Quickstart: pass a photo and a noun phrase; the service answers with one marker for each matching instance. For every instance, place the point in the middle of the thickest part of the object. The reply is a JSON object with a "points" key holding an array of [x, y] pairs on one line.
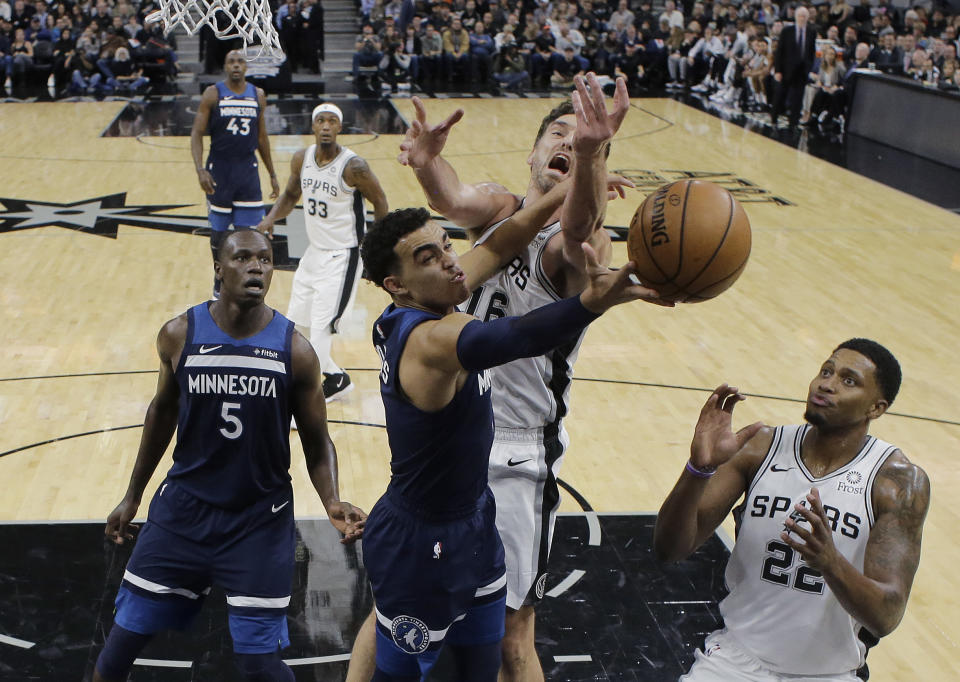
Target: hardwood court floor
{"points": [[834, 256]]}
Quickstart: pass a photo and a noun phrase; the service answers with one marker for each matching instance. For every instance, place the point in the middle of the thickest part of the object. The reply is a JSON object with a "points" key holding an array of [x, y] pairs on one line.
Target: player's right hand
{"points": [[206, 180], [424, 142], [347, 519], [608, 287], [266, 226], [119, 529], [714, 441]]}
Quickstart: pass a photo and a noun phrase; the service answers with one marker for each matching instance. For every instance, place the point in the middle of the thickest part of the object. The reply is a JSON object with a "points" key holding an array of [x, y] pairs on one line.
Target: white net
{"points": [[250, 20]]}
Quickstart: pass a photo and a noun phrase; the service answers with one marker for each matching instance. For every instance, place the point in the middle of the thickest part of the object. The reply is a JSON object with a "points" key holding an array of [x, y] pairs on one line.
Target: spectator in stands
{"points": [[482, 50], [922, 68], [630, 66], [367, 51], [621, 18], [510, 71], [84, 75], [456, 51], [702, 58], [673, 16], [828, 100], [887, 56], [679, 45]]}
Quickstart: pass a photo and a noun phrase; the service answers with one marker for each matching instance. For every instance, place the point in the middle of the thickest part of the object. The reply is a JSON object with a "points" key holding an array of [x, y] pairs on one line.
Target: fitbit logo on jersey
{"points": [[410, 634], [232, 384]]}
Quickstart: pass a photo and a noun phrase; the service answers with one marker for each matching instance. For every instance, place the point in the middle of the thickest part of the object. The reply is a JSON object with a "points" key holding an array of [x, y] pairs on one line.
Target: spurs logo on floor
{"points": [[410, 634]]}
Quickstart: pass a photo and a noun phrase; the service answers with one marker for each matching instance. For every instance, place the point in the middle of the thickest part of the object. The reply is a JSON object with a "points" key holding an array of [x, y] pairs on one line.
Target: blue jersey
{"points": [[438, 460], [233, 433], [234, 123]]}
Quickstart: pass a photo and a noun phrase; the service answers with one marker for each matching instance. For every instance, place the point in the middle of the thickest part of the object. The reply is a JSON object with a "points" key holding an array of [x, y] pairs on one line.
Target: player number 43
{"points": [[242, 129], [233, 427]]}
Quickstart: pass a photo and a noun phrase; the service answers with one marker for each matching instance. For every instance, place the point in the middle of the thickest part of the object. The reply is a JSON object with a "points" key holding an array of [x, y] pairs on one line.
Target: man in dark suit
{"points": [[792, 63], [887, 56]]}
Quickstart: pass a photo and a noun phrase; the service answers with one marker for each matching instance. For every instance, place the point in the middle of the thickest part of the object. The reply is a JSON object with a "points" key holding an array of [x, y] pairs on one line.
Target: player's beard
{"points": [[814, 419]]}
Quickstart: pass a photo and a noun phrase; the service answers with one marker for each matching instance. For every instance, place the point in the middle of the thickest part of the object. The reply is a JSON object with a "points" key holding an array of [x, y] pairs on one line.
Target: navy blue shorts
{"points": [[186, 546], [236, 199], [433, 581]]}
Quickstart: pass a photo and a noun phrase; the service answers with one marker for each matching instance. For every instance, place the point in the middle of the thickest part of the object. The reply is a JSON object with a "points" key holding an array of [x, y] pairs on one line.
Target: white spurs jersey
{"points": [[332, 211], [530, 392], [780, 609]]}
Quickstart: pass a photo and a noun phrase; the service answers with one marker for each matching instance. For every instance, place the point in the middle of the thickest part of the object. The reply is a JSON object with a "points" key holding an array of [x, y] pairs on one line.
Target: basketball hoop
{"points": [[249, 20]]}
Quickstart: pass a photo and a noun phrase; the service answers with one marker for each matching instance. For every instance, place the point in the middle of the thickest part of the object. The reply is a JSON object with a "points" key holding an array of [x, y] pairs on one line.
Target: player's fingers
{"points": [[748, 432], [420, 109], [451, 120]]}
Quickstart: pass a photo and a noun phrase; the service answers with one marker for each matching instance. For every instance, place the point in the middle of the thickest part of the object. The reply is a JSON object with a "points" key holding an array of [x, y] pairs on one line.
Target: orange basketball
{"points": [[690, 241]]}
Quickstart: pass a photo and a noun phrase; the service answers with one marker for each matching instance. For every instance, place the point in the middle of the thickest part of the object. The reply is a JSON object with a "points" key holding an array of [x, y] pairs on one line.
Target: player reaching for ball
{"points": [[812, 586]]}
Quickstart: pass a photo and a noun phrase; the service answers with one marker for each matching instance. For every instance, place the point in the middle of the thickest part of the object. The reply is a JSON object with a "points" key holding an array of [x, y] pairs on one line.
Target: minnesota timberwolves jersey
{"points": [[779, 608], [438, 460], [234, 123], [332, 210], [233, 433], [531, 392]]}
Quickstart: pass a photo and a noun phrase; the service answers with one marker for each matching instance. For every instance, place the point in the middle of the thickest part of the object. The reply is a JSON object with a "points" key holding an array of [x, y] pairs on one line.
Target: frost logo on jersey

********************

Only the lines from the one containing "Target: minnesota timberwolves jersey" through the end of the listing belong in the response, each reproduced exactly.

> [TASK OUTPUT]:
Target: minnesota timberwolves jersey
{"points": [[779, 608], [438, 460], [234, 123], [332, 210], [233, 433], [531, 392]]}
Quickstart: pass a photo and a noun phrase; the service answers with one marker for each matching instance. For every instance, place the point in the middle of the thickest part of the object. The reply is a JSON object with a "points" key holding an array of [x, y] pairs on one line.
Target: frost logo on jersey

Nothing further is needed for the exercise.